-- Source document --
--------------------
Skip to Content

Asian Tribune is published by World Institute For Asian Studies|Powered by WIAS Vol. 12 No. 1586

Sunday Celebrity: Dr. Murugesa Boopathi, a protagonist of Bt brinjal

By Gopal Ethiraj - Chennai
Chennai, 06 June (

Brinjal originated from India. There are more than 1200 naturally evolved varieties of brinjal around the globe. The Genetically-modified Brinjal, called Bt Brinjal that was brought out for high yields, is in the thick of controversy.

On one side, it is acclaimed as a wonderful technology, capable of achieving the Second Green Revolution in our country; on the other there is explosive out cry by the critics that it is fraud on Indian origin brinjal. And hence right now Bt Brinjal is put on hold in India.

In this backdrop, Asian Tribune met Dr. P. Murugesa Boopathi, Vice Chancellor of the Tamilnadu Agricultural University, Coimbatore. For he is a protagonist of this new variety, which was released by his varsity.
--------------------
-- Work to complete --
a. Answer these questions using the Bt brinjal article, one answer per line:
(i) How many naturally evolved varieties of brinjal exist around the globe?
(ii) What position does Dr. P. Murugesa Boopathi hold?
(iii) What is the current status of Bt Brinjal in India?
b. Carry on the Bt brinjal article, starting right after its final sentence.
The data that comes next is separate from the Bt brinjal article.

-- Given material --
--------------------
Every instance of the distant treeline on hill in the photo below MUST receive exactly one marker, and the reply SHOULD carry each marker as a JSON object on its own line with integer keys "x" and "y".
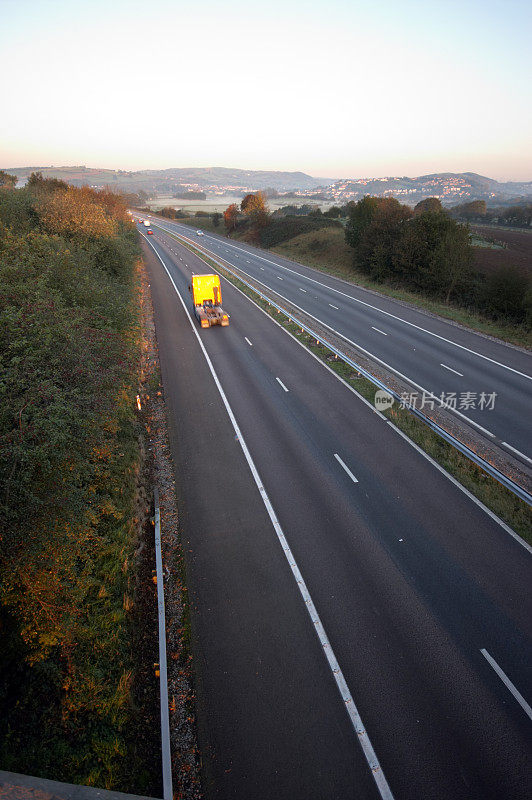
--------------------
-- Results in order --
a.
(i) More than 1200.
(ii) Vice Chancellor of the Tamilnadu Agricultural University, Coimbatore.
(iii) It is put on hold.

b.
The agricultural scientist settled with this writer at his office last week to dispel doubts about the genetically modified eggplant, the other name of brinjal. He is very clear. He says the critics are motivated by emotions rather than reasoned arguments.

Traditionally our farmers used to go for ‘pureline selection’ of seeds for raising crops. Subsequently, when science developed a cross with similar character was attempted to raise high yields to meet the growing needs of the growing population. The first hybrid was between the Japanicka, a short-duration coarse variety of rice and the fine Indian variety of rice, a long-duration crop. It was IR 20, which carried the characters of both varieties—fine variety and short-duration-- and it became an instant success.

The bio-technology is also one of the methodologies of meeting the challenges of pest resistance, salinity, drought etc. Subsequently the technology developed and through mutatation by radiation, science learnt to alter the genes and got favorable results like high-yield, quality, pest resistance, the soil scientist went on.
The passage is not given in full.